*Instructions to follow*
Convert each line of the items into a row of a Markdown table with the columns No. and Line, numbering the rows and leaving out any blank lines.

*Information given*
%%
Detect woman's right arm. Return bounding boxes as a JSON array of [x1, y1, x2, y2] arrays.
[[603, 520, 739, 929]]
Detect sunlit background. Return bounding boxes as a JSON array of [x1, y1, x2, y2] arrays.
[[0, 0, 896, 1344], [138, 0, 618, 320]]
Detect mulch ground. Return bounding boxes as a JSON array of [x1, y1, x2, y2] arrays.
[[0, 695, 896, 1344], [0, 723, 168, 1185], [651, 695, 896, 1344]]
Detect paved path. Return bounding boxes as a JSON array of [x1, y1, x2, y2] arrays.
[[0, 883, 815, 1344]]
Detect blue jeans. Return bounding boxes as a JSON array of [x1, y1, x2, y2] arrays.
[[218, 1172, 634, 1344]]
%%
*Result of this task*
| No. | Line |
|---|---|
| 1 | Detect woman's right arm. Return bounding boxes as a JSON array of [x1, y1, x2, y2] arrays. |
| 2 | [[603, 520, 739, 929]] |
| 3 | Detect sunlit background. Return bounding boxes as a JSON array of [x1, y1, x2, y2] arrays. |
| 4 | [[0, 0, 896, 1344], [138, 0, 618, 320]] |
| 5 | Detect mulch ground. Return bounding boxes as a JSON array of [x1, y1, x2, y2] arrays. |
| 6 | [[0, 695, 896, 1344], [0, 723, 168, 1185], [651, 695, 896, 1344]] |
| 7 | Detect paved path. Return bounding boxes as a JSON array of [x1, y1, x2, y2] arrays. |
| 8 | [[0, 883, 815, 1344]] |
| 9 | Detect blue jeans. Return bounding boxes as a JSON array of [x1, y1, x2, y2] arrays. |
| 10 | [[218, 1172, 634, 1344]] |